What you need to do
Quote, verbatim, all material below, without pictures.

Rows from a pointing dataset
****

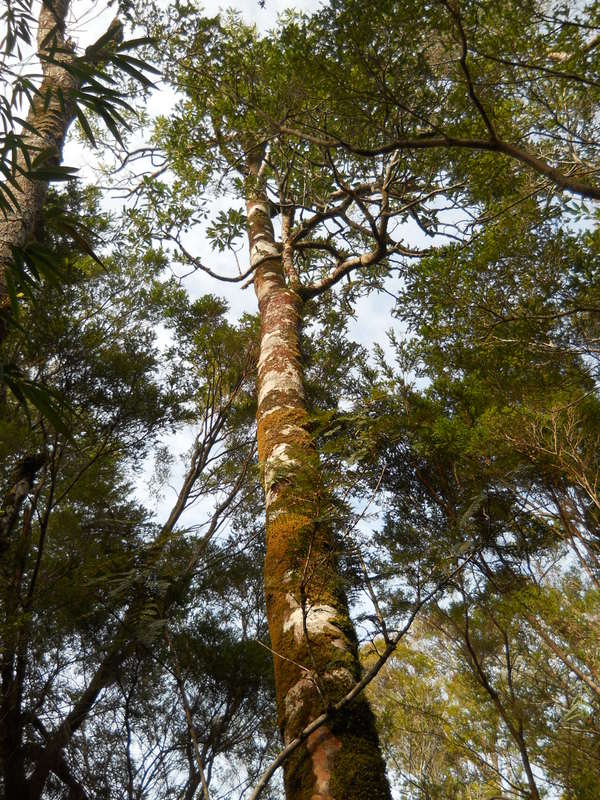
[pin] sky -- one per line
(88, 20)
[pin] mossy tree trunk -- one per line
(313, 639)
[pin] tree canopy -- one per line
(229, 545)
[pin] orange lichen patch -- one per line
(322, 747)
(285, 424)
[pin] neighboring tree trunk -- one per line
(315, 646)
(50, 115)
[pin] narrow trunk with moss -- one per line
(313, 639)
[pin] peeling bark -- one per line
(316, 660)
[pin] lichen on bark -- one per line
(312, 636)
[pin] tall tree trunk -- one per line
(315, 646)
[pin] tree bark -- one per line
(50, 115)
(313, 639)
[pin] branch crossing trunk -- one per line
(312, 635)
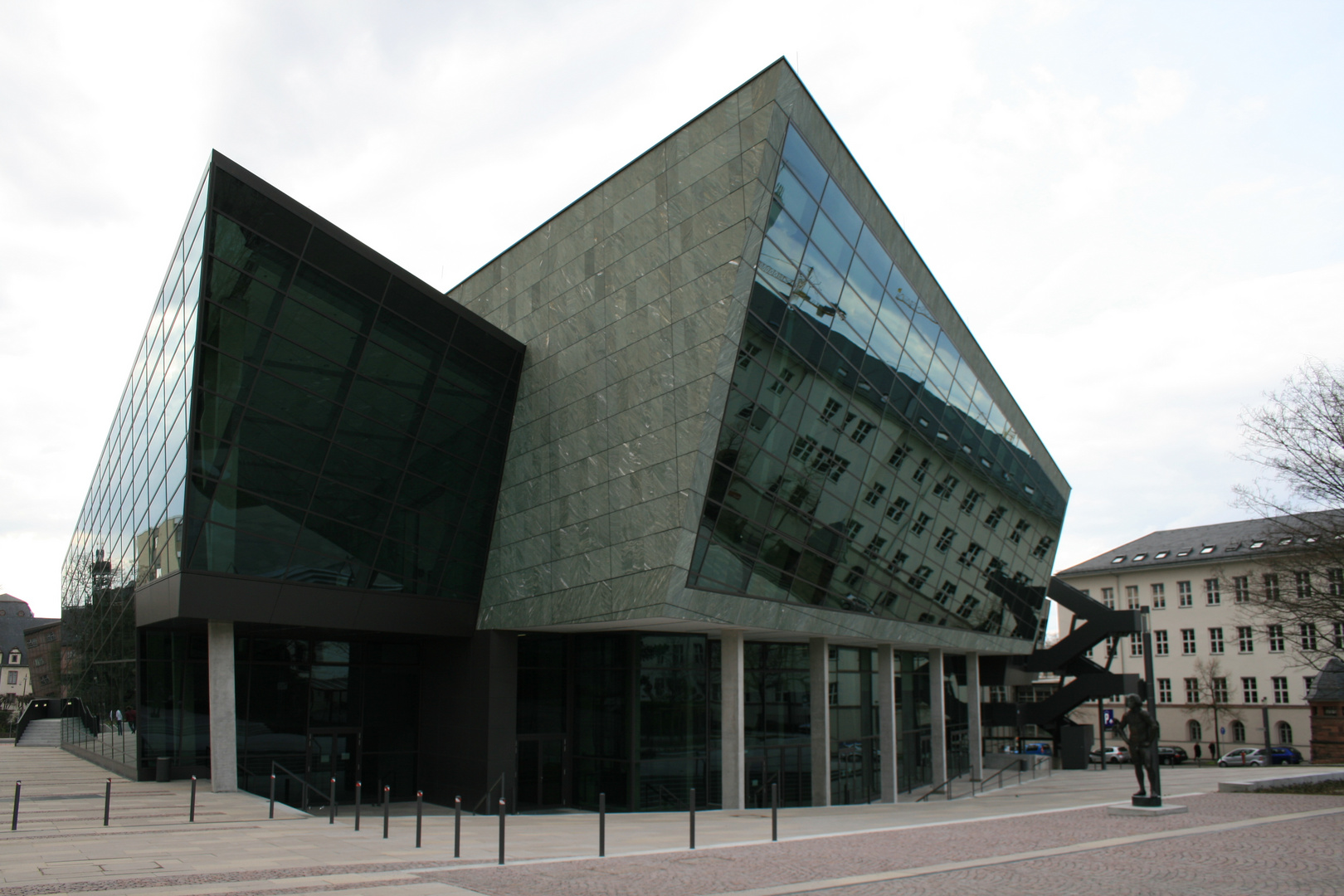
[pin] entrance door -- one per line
(541, 772)
(334, 752)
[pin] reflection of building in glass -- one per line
(622, 512)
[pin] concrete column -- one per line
(888, 720)
(821, 719)
(734, 720)
(938, 716)
(973, 733)
(223, 712)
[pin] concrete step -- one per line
(41, 733)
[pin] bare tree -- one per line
(1298, 438)
(1211, 699)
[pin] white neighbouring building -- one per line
(1198, 583)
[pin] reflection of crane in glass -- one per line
(797, 290)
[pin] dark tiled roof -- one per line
(1329, 683)
(1229, 542)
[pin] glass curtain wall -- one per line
(862, 465)
(350, 429)
(778, 723)
(855, 761)
(914, 730)
(129, 529)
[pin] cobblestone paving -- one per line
(819, 859)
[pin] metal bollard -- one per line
(693, 818)
(774, 813)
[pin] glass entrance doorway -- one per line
(541, 772)
(335, 752)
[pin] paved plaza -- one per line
(1045, 835)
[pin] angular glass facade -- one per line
(862, 465)
(348, 429)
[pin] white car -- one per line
(1244, 757)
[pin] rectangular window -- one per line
(898, 509)
(1241, 589)
(945, 488)
(971, 555)
(1211, 594)
(1308, 631)
(1280, 688)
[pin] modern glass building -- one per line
(700, 484)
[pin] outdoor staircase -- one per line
(41, 733)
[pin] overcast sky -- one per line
(1136, 207)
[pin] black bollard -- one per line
(601, 825)
(693, 818)
(774, 813)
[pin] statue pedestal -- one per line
(1151, 811)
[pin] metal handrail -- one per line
(487, 796)
(303, 782)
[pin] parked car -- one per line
(1171, 755)
(1287, 755)
(1114, 755)
(1244, 757)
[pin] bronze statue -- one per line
(1140, 731)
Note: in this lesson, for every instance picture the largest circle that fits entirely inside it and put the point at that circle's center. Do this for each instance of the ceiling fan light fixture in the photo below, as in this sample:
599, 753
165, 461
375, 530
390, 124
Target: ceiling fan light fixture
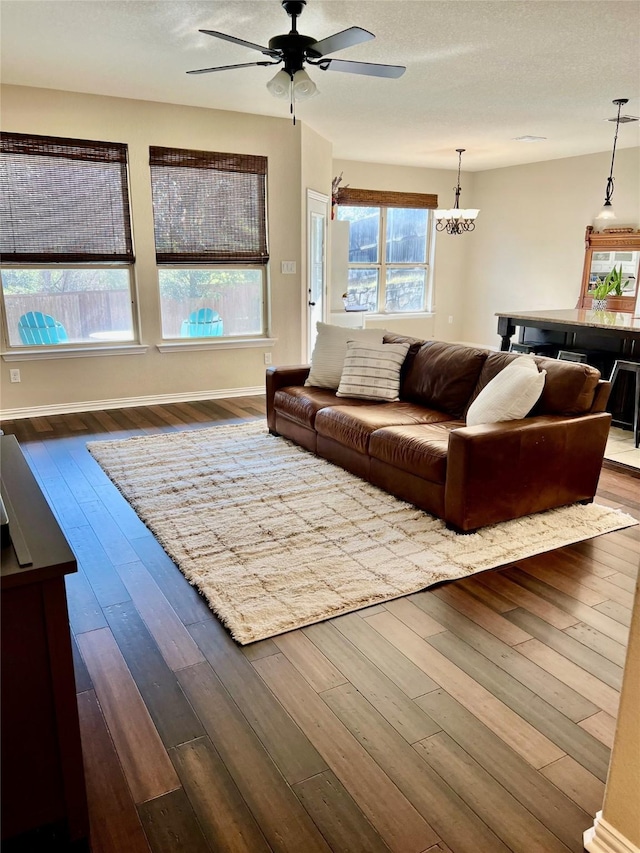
303, 86
280, 85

****

Answer to the problem
[pin] sky -- one per line
(88, 20)
[pin] mossy tree trunk -- one per line
(313, 639)
[pin] tree canopy -- one per line
(229, 545)
[pin] orange lichen patch -- one per line
(322, 747)
(285, 424)
[pin] neighboring tree trunk -- one per line
(315, 646)
(50, 115)
[pin] narrow trunk with moss -- one per line
(313, 639)
[pin] peeling bark -- one per line
(316, 660)
[pin] lichen on bark -- one per line
(312, 636)
[pin] tall tree trunk -- one per line
(315, 646)
[pin] tree bark -- one per line
(50, 115)
(313, 639)
[pin] branch crossing trunk -- one per line
(312, 635)
[pin] entrance door -- one per line
(541, 772)
(334, 752)
[pin] reflection of building in glass -- one per line
(622, 512)
[pin] concrete column -- one per line
(888, 720)
(821, 719)
(734, 720)
(938, 716)
(973, 733)
(223, 712)
[pin] concrete step -- one per line
(41, 733)
[pin] bare tree -- one per line
(1298, 438)
(1211, 699)
[pin] white neighbouring building -- one per line
(1198, 583)
[pin] reflection of crane in glass -- one per line
(797, 290)
[pin] dark tiled roof -- one per line
(1329, 683)
(1229, 542)
[pin] glass curtain wall -- one per line
(862, 465)
(350, 429)
(778, 723)
(855, 761)
(914, 730)
(129, 529)
[pin] cobblestone paving -- one per line
(819, 859)
[pin] metal bollard -- one per line
(693, 818)
(774, 813)
[pin] glass entrance doorway -- one per line
(541, 772)
(335, 752)
[pin] paved plaza -- one per line
(1045, 835)
[pin] angular glass facade -- one per line
(862, 465)
(348, 429)
[pin] white car -- one per line
(1244, 757)
[pin] rectangular window -- one per line
(898, 509)
(1241, 589)
(945, 488)
(971, 555)
(1211, 594)
(1308, 631)
(1280, 688)
[pin] modern glass building -- one per line
(700, 484)
[pin] outdoor staircase -- one per line
(41, 733)
[pin] overcast sky -- one per line
(1136, 207)
[pin] black bollard -- one per line
(601, 825)
(693, 818)
(774, 813)
[pin] statue pedestal -- one per line
(1151, 811)
[pin] metal handrail -- one per line
(487, 796)
(303, 782)
[pin] parked car -- one per line
(1171, 755)
(1287, 755)
(1114, 755)
(1244, 757)
[pin] bronze statue -- one per line
(1140, 731)
Note: in this lesson, for every instance picture the largest circle that fits entirely inside it and put the point at that circle's center. Do this for each instance of the ceiling fan light fixture in the photo below, as in this sample:
599, 753
165, 461
375, 530
390, 124
Target: ceiling fan light fixture
303, 86
280, 85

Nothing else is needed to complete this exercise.